**PASSAGE GIVEN:**
===
Modern mass spectrometry (MS) and nuclear magnetic resonance (NMR) techniques can have a tremendous impact on the speed and sample requirements for structure elucidation of trace impurities or metabolites. A rapid protocol used for the isolation and characterization of trace impurities in drug substances and formulated drug products has been developed. The approach has been successfully employed for the characterization of several hundred impurities from more than 130 different substances covering a wide variety of structural classes.

The sources of impurities vary greatly. These could include starting materials, intermediates, by-products of the synthesis of an API, or degradation products of the API or its impurities arising during manufacture or storage. Impurities may also be present that are not related to the API, arising from the synthetic or extractive process or as a result of contamination from unrelated chemicals. The stability of APIs is determined using short- and long-term stability studies with resulting degradants often requiring identification. In addition, new impurities can suddenly appear during drug or product development due to changes in the synthetic protocol, starting materials, source of starting materials, or even variability as processes are scaled up.
===
**MATERIAL:**
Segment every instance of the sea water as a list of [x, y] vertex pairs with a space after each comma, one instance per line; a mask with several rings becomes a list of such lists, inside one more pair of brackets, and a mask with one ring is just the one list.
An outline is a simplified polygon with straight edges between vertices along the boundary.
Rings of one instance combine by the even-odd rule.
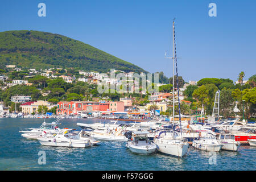
[[[241, 146], [237, 152], [215, 154], [189, 146], [187, 155], [179, 159], [159, 153], [135, 154], [126, 147], [125, 142], [101, 142], [98, 146], [85, 148], [44, 146], [19, 133], [22, 127], [38, 127], [44, 119], [0, 118], [0, 170], [256, 169], [256, 147], [249, 146]], [[46, 119], [47, 123], [53, 121]], [[77, 122], [100, 121], [104, 122], [98, 119], [63, 119], [59, 127], [80, 130]], [[38, 154], [42, 151], [45, 164], [39, 163]]]

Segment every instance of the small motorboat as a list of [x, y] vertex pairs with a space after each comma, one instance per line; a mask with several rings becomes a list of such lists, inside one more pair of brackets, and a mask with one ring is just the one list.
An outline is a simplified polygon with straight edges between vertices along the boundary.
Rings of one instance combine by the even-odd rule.
[[248, 142], [250, 146], [256, 146], [256, 139], [249, 139]]
[[94, 130], [90, 131], [86, 131], [90, 136], [93, 137], [97, 140], [106, 140], [106, 141], [128, 141], [122, 132], [125, 131], [121, 129], [115, 130], [111, 130], [109, 129], [106, 129], [104, 130]]
[[192, 143], [192, 146], [196, 148], [212, 152], [218, 152], [223, 146], [224, 144], [221, 143], [214, 135], [209, 133], [199, 140], [193, 140]]
[[131, 140], [129, 141], [126, 147], [133, 152], [140, 154], [150, 154], [156, 151], [156, 145], [149, 142], [147, 131], [133, 131]]
[[236, 141], [235, 136], [232, 134], [220, 134], [218, 140], [224, 144], [221, 150], [237, 151], [240, 146], [240, 142]]
[[93, 137], [90, 136], [90, 135], [87, 134], [85, 130], [81, 130], [77, 135], [81, 139], [84, 139], [85, 140], [86, 140], [89, 139], [90, 143], [94, 146], [98, 145], [100, 143], [100, 141], [96, 140]]
[[47, 123], [44, 121], [38, 128], [23, 129], [19, 132], [22, 133], [22, 136], [24, 138], [36, 139], [38, 137], [41, 137], [46, 134], [54, 134], [58, 133], [60, 131], [60, 129], [57, 126], [57, 125], [60, 123], [58, 123], [58, 122], [59, 119], [50, 123]]
[[38, 138], [38, 140], [42, 145], [47, 146], [85, 148], [93, 145], [90, 139], [81, 139], [77, 134], [73, 132], [75, 130], [64, 128], [56, 135], [43, 135]]
[[159, 152], [180, 158], [187, 153], [188, 148], [188, 143], [180, 139], [178, 133], [173, 130], [161, 131], [154, 143]]

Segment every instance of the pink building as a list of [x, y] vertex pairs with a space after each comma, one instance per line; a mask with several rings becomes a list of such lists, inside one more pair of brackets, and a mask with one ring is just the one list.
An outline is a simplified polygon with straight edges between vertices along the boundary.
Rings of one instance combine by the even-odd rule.
[[123, 102], [110, 102], [109, 110], [110, 111], [124, 111], [125, 103]]

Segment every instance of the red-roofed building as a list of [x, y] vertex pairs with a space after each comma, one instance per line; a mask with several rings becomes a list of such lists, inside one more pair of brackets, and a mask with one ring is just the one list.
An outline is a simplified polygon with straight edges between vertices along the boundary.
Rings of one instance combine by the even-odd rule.
[[44, 101], [27, 102], [20, 105], [20, 107], [22, 107], [24, 114], [31, 114], [33, 113], [38, 113], [39, 106], [46, 106], [48, 109], [51, 109], [52, 107], [49, 102]]
[[191, 104], [191, 103], [192, 103], [192, 102], [189, 101], [181, 100], [180, 101], [181, 101], [181, 102], [185, 102], [185, 104], [187, 104], [188, 105], [190, 105]]

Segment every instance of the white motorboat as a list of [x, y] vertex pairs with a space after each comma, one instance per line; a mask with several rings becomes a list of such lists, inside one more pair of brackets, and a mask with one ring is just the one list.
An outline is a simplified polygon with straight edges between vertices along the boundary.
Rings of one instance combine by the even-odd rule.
===
**CHALLENGES:**
A: In the passage on trace impurities, how many different substances has the rapid protocol been used to characterize impurities from?
B: Proceed with the passage on trace impurities, picking up right after its final sentence.
The entries have no connection to the passage on trace impurities.

**SOLVED TASKS:**
A: More than 130 different substances.

B:
The International Conference on Harmonization (ICH) sets standards for the purity of drug substances¹ and drug products.² These guidelines set levels at which impurities must be reported, identified, or qualified and vary dependant on the dosage. For example, for drug substances to be given at levels of less than two grams per day, the guidance states that impurities between 0.10% and 0.15% should be identified and those that reach 0.05% must be reported. Impurities present at levels greater than or equal to 0.15% must be evaluated according to the ICH standards.

Similar regulations provide specifications for food and cosmetic ingredients, which set thresholds at which impurities need to be reported, identified, and qualified. The early isolation and identification of impurities often allows improvements or modifications in the synthetic pathway or purification process, which can prevent the formation of an impurity or reduce it to sub-threshold levels.

The Impurity ID Isolation and Characterization Process

Our rapid protocol used for the isolation and characterization of trace impurities in drug substances and formulated drug products uses a combination of spectrometric and spectroscopic techniques to analyze impurities during and after isolation, which minimizes the total analysis time. The application of capillary NMR facilitates this process by reducing the amount of an impurity that must be isolated to allow acquisition of NMR data, which is traditionally the technique requiring the most sample.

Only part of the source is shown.